▶ [WHAT NEEDS TO BE DONE]: Give again, exactly, every line of the entries below from the one that has "128L150 121L142 122L107" to the last.

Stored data
*** Block opens ***
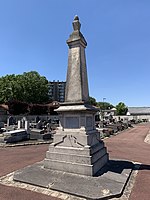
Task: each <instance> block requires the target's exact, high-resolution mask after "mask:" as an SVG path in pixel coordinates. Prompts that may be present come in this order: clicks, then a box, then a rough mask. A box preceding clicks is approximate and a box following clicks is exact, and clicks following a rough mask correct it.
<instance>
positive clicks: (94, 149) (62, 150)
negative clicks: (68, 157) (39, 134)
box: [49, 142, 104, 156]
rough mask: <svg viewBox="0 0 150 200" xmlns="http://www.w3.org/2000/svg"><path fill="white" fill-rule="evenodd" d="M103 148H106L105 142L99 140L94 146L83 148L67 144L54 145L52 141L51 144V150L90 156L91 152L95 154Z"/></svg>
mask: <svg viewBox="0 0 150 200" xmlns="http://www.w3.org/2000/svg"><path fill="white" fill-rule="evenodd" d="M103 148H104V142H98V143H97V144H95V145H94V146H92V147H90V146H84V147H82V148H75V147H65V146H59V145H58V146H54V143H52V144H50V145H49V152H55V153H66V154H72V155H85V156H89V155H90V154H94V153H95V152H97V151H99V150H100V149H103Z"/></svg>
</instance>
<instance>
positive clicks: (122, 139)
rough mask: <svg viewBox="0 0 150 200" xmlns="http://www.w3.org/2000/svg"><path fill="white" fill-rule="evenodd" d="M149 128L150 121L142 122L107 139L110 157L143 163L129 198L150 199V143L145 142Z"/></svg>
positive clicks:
*** Block closes ***
▶ [OUTPUT OF THE EXERCISE]:
rough mask: <svg viewBox="0 0 150 200" xmlns="http://www.w3.org/2000/svg"><path fill="white" fill-rule="evenodd" d="M149 128L150 121L142 122L107 139L110 157L143 163L129 198L150 199V143L145 142Z"/></svg>
positive clicks:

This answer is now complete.